>>>

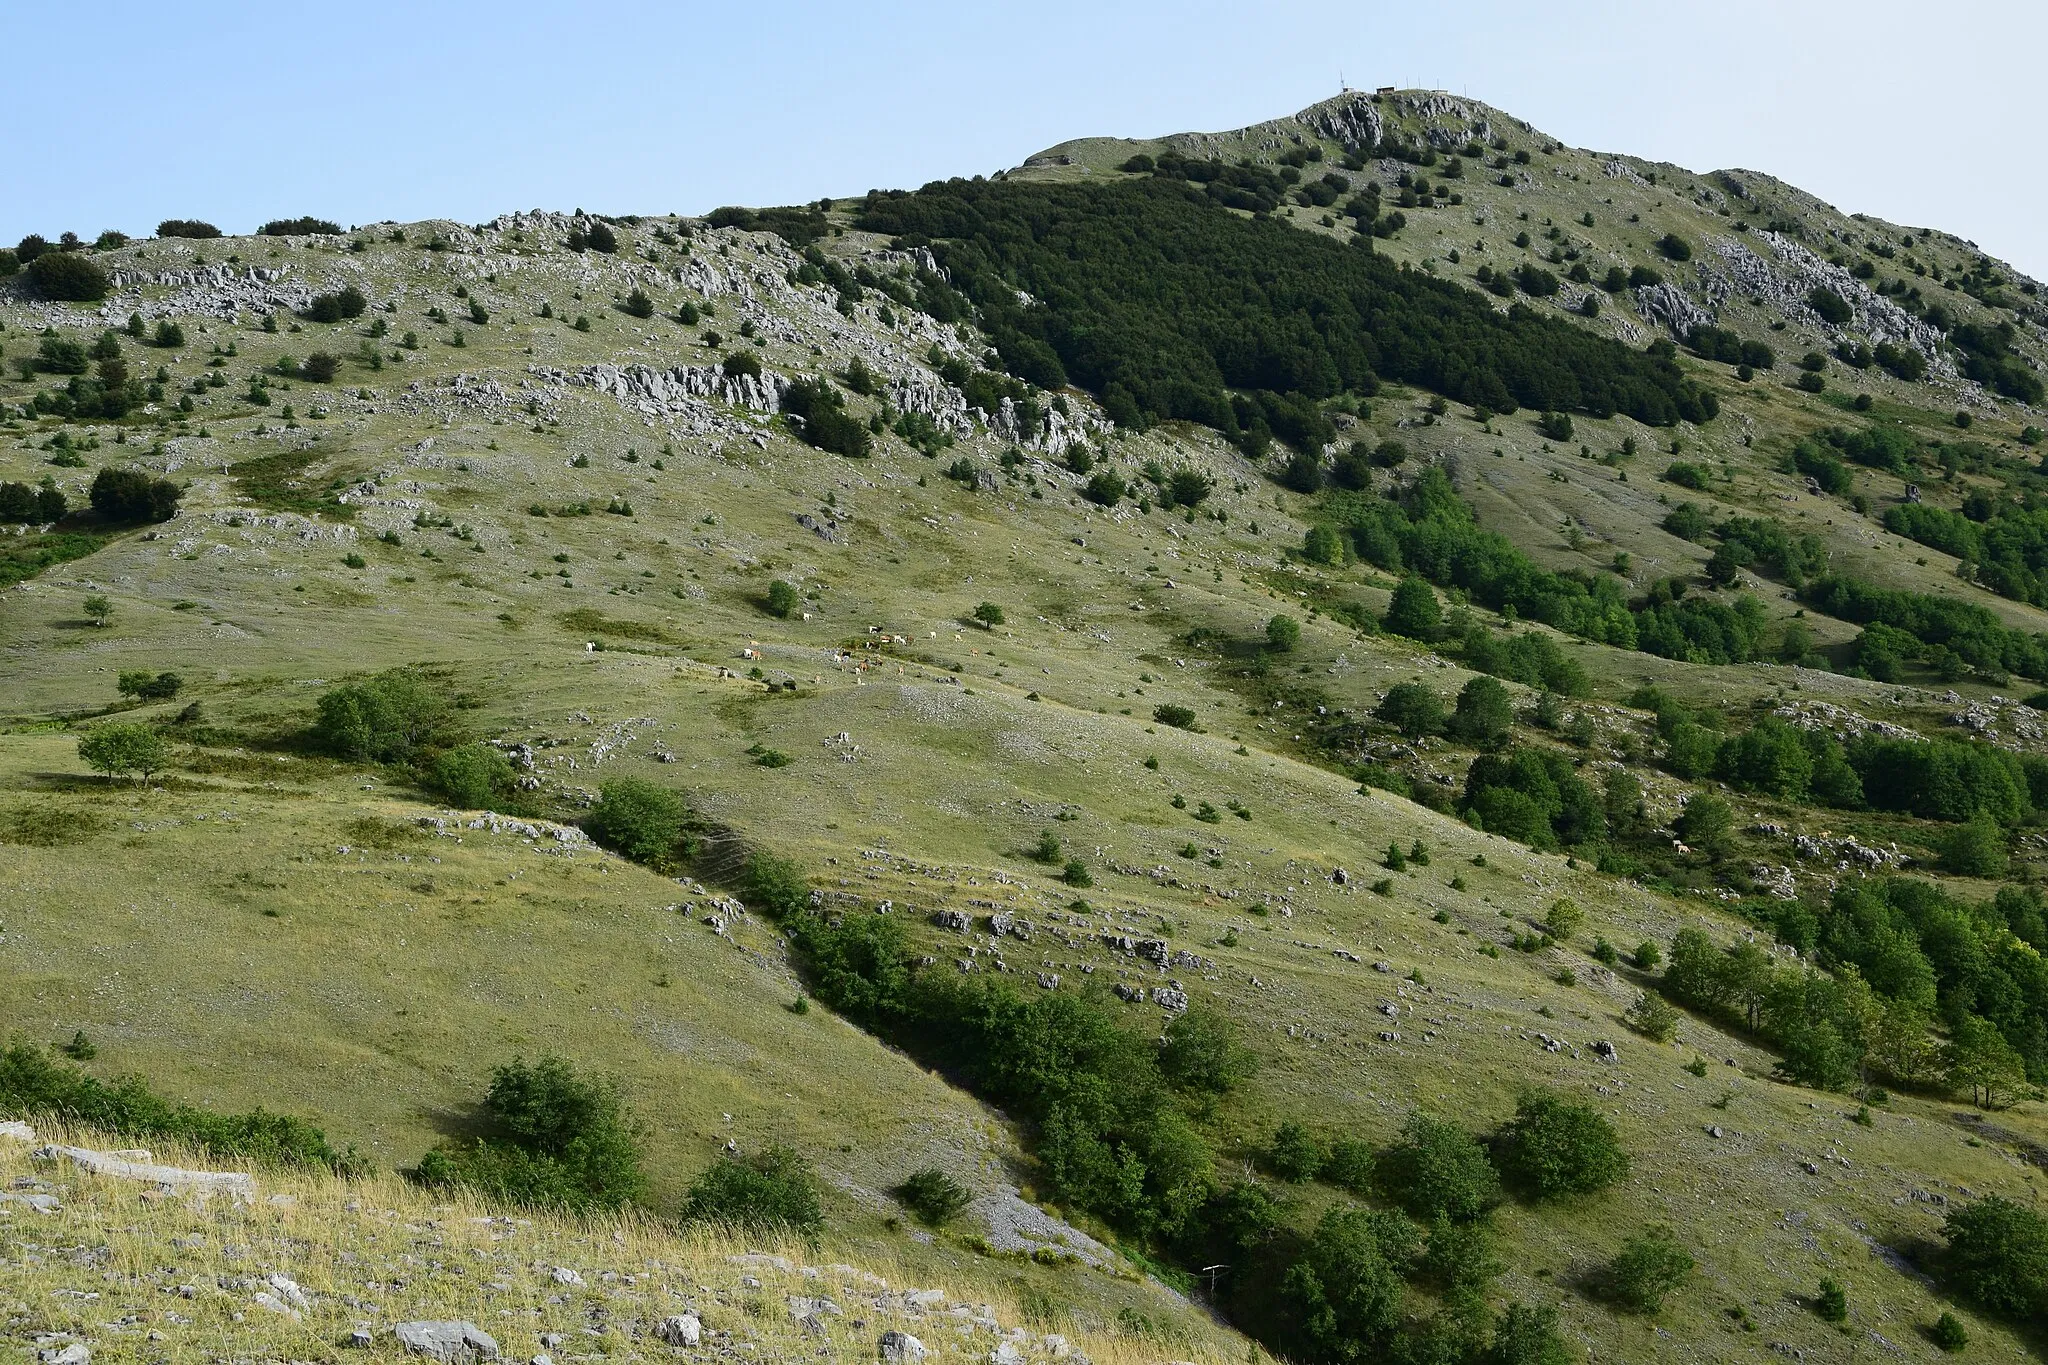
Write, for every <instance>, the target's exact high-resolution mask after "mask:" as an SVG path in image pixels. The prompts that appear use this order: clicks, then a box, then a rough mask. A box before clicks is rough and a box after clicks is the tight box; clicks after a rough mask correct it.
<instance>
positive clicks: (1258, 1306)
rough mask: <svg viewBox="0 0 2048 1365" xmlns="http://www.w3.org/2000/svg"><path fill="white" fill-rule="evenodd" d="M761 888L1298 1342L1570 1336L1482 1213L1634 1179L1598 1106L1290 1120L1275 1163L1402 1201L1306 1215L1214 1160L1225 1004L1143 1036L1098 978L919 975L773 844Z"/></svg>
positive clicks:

<<<
>>>

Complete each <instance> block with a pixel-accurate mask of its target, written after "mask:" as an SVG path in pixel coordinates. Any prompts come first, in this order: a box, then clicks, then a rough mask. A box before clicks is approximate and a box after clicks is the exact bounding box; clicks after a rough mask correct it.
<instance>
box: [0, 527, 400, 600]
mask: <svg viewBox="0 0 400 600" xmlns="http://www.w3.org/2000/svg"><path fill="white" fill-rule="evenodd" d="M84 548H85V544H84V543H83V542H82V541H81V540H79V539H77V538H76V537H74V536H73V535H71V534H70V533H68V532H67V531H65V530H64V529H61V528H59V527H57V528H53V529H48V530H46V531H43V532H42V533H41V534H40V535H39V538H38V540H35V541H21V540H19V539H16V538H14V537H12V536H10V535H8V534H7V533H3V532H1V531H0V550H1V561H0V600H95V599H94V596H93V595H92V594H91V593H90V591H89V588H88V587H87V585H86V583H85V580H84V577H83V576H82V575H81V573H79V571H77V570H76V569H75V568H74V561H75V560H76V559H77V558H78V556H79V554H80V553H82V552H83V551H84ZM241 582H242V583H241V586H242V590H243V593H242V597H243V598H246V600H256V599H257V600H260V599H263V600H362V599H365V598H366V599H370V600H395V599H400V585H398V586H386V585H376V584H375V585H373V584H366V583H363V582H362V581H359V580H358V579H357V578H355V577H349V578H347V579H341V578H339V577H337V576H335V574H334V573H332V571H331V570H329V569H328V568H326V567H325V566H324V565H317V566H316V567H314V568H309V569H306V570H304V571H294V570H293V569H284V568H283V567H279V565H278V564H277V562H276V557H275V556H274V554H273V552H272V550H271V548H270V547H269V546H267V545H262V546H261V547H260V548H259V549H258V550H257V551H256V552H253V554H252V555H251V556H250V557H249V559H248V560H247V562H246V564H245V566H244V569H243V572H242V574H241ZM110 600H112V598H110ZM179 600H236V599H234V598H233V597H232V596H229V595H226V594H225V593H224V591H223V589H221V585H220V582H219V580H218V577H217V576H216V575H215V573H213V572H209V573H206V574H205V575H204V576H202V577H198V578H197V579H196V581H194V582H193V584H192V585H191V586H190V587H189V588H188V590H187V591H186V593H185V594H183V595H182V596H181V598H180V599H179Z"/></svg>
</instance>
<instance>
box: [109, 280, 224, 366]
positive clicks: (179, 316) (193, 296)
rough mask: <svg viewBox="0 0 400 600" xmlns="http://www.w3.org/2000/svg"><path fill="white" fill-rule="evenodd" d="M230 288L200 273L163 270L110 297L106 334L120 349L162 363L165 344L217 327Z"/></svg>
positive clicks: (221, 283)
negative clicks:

<<<
>>>

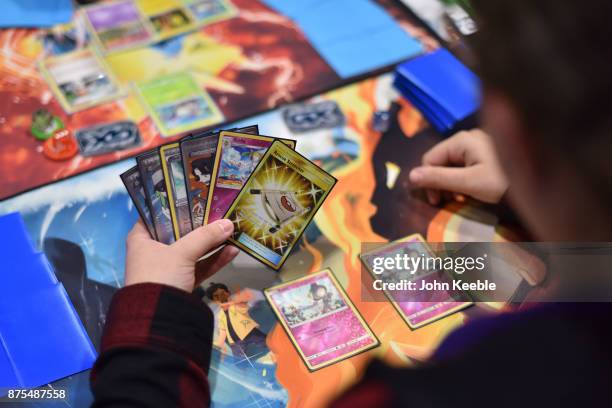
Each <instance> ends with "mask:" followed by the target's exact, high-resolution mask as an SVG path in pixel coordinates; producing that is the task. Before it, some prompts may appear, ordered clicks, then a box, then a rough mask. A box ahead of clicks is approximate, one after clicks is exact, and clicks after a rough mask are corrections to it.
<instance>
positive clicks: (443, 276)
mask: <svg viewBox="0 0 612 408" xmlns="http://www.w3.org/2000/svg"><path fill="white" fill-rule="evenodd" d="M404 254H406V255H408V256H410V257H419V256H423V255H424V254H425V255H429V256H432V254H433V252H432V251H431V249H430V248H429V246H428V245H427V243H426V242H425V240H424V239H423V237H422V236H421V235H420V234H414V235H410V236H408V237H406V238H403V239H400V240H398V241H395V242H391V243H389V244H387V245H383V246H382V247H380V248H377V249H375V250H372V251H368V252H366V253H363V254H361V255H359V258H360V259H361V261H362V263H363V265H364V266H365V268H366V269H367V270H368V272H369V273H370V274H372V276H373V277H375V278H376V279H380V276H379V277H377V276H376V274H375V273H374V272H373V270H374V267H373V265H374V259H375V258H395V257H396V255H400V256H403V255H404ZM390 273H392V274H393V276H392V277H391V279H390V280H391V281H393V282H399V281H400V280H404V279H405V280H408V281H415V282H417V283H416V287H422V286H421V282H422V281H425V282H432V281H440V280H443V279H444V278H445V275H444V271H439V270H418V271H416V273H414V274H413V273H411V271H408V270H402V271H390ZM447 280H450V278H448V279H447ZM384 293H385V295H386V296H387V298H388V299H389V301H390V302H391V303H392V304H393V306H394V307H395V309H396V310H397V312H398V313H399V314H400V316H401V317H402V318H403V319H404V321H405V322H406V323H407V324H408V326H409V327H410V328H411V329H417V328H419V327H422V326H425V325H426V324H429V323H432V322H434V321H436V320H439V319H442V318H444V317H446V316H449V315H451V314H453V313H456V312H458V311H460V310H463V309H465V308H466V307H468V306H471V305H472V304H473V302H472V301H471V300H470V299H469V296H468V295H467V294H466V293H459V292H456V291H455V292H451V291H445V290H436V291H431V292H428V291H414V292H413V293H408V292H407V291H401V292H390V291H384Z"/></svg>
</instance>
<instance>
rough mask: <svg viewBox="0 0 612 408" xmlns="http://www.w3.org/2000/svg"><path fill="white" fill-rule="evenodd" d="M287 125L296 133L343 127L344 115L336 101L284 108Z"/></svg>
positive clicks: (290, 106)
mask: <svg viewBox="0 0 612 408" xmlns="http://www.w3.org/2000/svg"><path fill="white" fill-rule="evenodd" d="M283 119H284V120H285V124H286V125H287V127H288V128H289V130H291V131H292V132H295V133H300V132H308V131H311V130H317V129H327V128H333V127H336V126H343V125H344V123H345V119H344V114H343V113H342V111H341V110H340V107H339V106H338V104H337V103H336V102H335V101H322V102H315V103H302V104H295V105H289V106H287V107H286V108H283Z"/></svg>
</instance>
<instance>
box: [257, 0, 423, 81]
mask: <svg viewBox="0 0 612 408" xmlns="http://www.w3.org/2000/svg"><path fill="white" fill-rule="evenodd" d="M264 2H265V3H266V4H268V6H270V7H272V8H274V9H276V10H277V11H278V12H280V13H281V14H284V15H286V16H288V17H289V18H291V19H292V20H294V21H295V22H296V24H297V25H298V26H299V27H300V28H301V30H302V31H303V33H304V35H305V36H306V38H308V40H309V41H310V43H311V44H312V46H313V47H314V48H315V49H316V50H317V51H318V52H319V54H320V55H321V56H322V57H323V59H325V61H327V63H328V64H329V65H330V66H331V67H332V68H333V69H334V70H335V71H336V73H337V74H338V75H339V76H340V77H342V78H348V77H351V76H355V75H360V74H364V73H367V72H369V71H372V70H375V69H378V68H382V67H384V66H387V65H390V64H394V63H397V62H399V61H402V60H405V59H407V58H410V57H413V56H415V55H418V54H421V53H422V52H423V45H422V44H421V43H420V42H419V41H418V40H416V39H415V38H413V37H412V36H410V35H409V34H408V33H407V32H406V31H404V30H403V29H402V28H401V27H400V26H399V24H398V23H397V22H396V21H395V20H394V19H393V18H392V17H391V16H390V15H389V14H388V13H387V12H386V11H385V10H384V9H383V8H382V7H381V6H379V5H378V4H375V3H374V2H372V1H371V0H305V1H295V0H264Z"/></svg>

<<<

- _Brief_:
Lay out the lines of the records from the line containing "Complete each <instance>" up to and including the line containing "box: [0, 527, 400, 600]" as a JSON list of strings, one string per line, leaving out blank lines.

- _Written solution_:
[
  "Complete each <instance> block with a pixel-accurate mask of its target, written after \"mask:\" as an SVG path in pixel coordinates. Any prompts come first, in this order: a box, then clicks, then a rough mask. A box before clicks is approximate and a box after clicks is the exact bounding box; clicks after a rough mask correct it.",
  "<instance>",
  "box: [0, 527, 400, 600]"
]